WHAT THE TASK ASKS: Locate every line in the records that contains the string "instance", and copy each such line. Matching is case-sensitive.

--- START ---

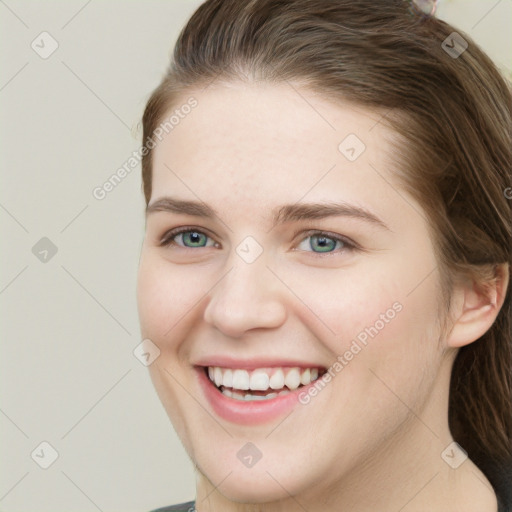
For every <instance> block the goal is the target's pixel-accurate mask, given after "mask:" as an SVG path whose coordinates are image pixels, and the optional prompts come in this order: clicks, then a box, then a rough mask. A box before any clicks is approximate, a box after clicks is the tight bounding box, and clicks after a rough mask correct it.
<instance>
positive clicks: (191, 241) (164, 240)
mask: <svg viewBox="0 0 512 512" xmlns="http://www.w3.org/2000/svg"><path fill="white" fill-rule="evenodd" d="M208 239H210V240H211V241H212V242H213V243H210V244H208V243H207V242H208ZM177 240H181V243H179V242H177ZM160 245H161V246H162V247H169V246H171V245H178V246H180V247H184V248H186V249H195V248H201V247H213V246H216V245H217V243H216V242H214V241H213V239H211V238H210V237H209V236H208V235H207V234H205V233H203V232H202V231H199V230H197V229H192V228H189V227H184V228H176V229H172V230H171V231H168V232H167V233H165V235H164V236H163V238H162V240H160Z"/></svg>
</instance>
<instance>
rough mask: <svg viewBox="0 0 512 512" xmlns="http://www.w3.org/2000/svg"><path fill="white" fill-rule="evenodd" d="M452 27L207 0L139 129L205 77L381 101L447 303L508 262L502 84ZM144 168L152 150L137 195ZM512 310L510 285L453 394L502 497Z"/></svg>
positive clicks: (464, 354) (509, 222)
mask: <svg viewBox="0 0 512 512" xmlns="http://www.w3.org/2000/svg"><path fill="white" fill-rule="evenodd" d="M455 31H456V30H455V29H454V28H453V27H452V26H450V25H449V24H447V23H445V22H443V21H441V20H439V19H437V18H435V17H433V16H424V15H422V14H421V13H419V12H416V11H415V10H414V9H411V5H410V2H406V1H403V0H377V1H376V0H358V1H353V0H244V1H241V0H208V1H206V2H204V3H203V4H202V5H201V6H200V7H199V8H198V9H197V10H196V12H195V13H194V14H193V16H192V17H191V19H190V20H189V22H188V24H187V25H186V26H185V27H184V29H183V30H182V32H181V34H180V35H179V38H178V41H177V43H176V46H175V51H174V58H173V60H172V61H171V63H170V66H169V68H168V70H167V72H166V74H165V76H164V78H163V80H162V82H161V84H160V85H159V86H158V87H157V89H156V90H155V91H154V92H153V94H152V96H151V97H150V99H149V101H148V103H147V106H146V109H145V112H144V116H143V140H144V141H145V140H147V138H148V137H151V136H152V134H153V132H154V130H155V129H156V128H157V126H158V124H159V123H160V122H161V121H162V119H163V118H164V116H165V115H166V114H167V113H168V112H169V110H170V109H171V107H173V106H176V101H177V99H178V96H182V95H183V94H184V93H185V92H187V90H191V89H192V88H198V87H200V86H205V85H207V84H208V83H210V82H212V81H214V80H221V81H222V80H223V81H265V82H268V83H276V84H277V83H281V82H284V81H288V82H290V83H294V84H299V85H301V86H303V87H305V88H308V89H310V90H312V91H315V92H316V93H318V94H321V95H324V96H325V97H326V98H329V99H330V100H333V101H344V102H347V101H348V102H352V103H354V104H358V105H362V106H365V107H367V108H370V109H374V110H376V111H377V112H380V113H382V115H383V118H382V122H383V123H386V124H387V125H388V126H390V127H392V128H393V129H394V130H395V133H396V134H398V140H400V141H401V143H400V144H397V145H396V147H395V148H394V149H395V150H394V152H393V157H394V158H395V159H396V169H394V172H395V173H396V174H397V177H398V179H399V180H400V183H401V185H402V186H403V188H404V189H405V190H407V191H408V192H409V194H411V195H412V196H413V197H414V198H415V199H416V200H417V201H418V202H419V204H420V205H421V206H422V208H423V209H424V211H425V212H426V215H427V220H428V222H429V229H430V232H431V235H432V238H433V240H434V242H435V248H436V257H437V261H438V265H439V271H440V274H441V278H442V283H443V286H442V288H443V296H444V298H445V301H444V303H443V307H444V308H445V310H446V309H447V308H448V307H449V300H448V297H449V296H450V291H451V289H452V286H453V284H454V282H455V280H456V278H458V277H460V276H464V277H469V278H471V279H474V280H476V282H478V283H482V286H485V283H489V282H492V281H493V280H494V279H496V278H497V275H496V269H497V266H498V265H499V264H503V263H506V264H508V265H509V268H510V265H511V263H512V248H511V234H512V213H511V208H512V200H511V199H512V188H511V187H512V172H511V169H512V119H511V112H512V95H511V89H510V85H509V83H508V82H507V81H506V80H505V79H504V78H503V77H502V75H501V74H500V72H499V71H498V70H497V68H496V66H495V65H494V64H493V63H492V61H491V60H490V59H489V57H487V55H486V54H485V53H483V52H482V50H480V48H479V47H478V46H477V45H476V44H475V42H474V41H472V40H471V38H470V37H469V36H467V35H466V34H464V33H462V32H460V31H457V32H458V33H459V35H460V36H462V37H463V38H464V40H465V41H466V42H467V44H468V48H467V49H466V50H465V51H463V52H462V53H461V54H460V55H459V56H457V55H456V54H454V53H450V51H449V49H450V48H457V47H456V46H455V44H456V41H455V40H454V39H453V36H451V34H452V33H453V32H455ZM450 37H451V39H450ZM444 41H447V42H445V43H444V44H443V42H444ZM461 49H462V48H461ZM151 168H152V152H151V150H150V151H148V152H147V154H146V155H145V156H144V157H143V160H142V173H143V188H144V194H145V199H146V203H148V202H149V199H150V197H151V186H152V169H151ZM511 316H512V306H511V286H509V287H508V290H507V293H506V297H505V302H504V304H503V307H502V308H501V311H500V313H499V314H498V317H497V319H496V321H495V322H494V324H493V325H492V326H491V328H490V329H489V330H488V331H487V332H486V333H485V334H484V335H483V336H482V337H481V338H480V339H479V340H477V341H476V342H474V343H470V344H469V345H467V346H465V347H463V348H461V349H460V350H459V352H458V354H457V356H456V359H455V362H454V366H453V370H452V378H451V384H450V402H449V425H450V429H451V432H452V435H453V437H454V439H455V440H456V441H457V442H458V443H459V444H460V445H461V446H462V447H463V448H464V449H465V450H466V451H467V452H468V454H469V457H470V458H471V459H472V460H473V461H474V462H475V464H476V465H477V466H479V467H480V468H481V469H482V471H483V472H484V473H485V474H486V476H487V477H488V478H489V480H490V481H491V483H492V484H493V486H494V487H495V489H496V490H497V491H498V494H499V495H501V496H502V497H504V496H509V498H508V499H510V500H512V498H510V494H509V493H510V488H512V485H510V480H509V479H510V465H511V460H512V325H511V324H512V322H511ZM507 474H508V477H507V476H506V475H507Z"/></svg>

--- END ---

WRITTEN ANSWER:
For every <instance> block the goal is the target's pixel-accurate mask, given after "mask:" as an SVG path whose coordinates are image pixels, and the optional prompts come in this order: clicks, then a box, then a rough mask. A box before any clicks is approximate, a box after clicks is the tight bounding box, and clicks after a rough mask correct it.
<instance>
</instance>
<instance>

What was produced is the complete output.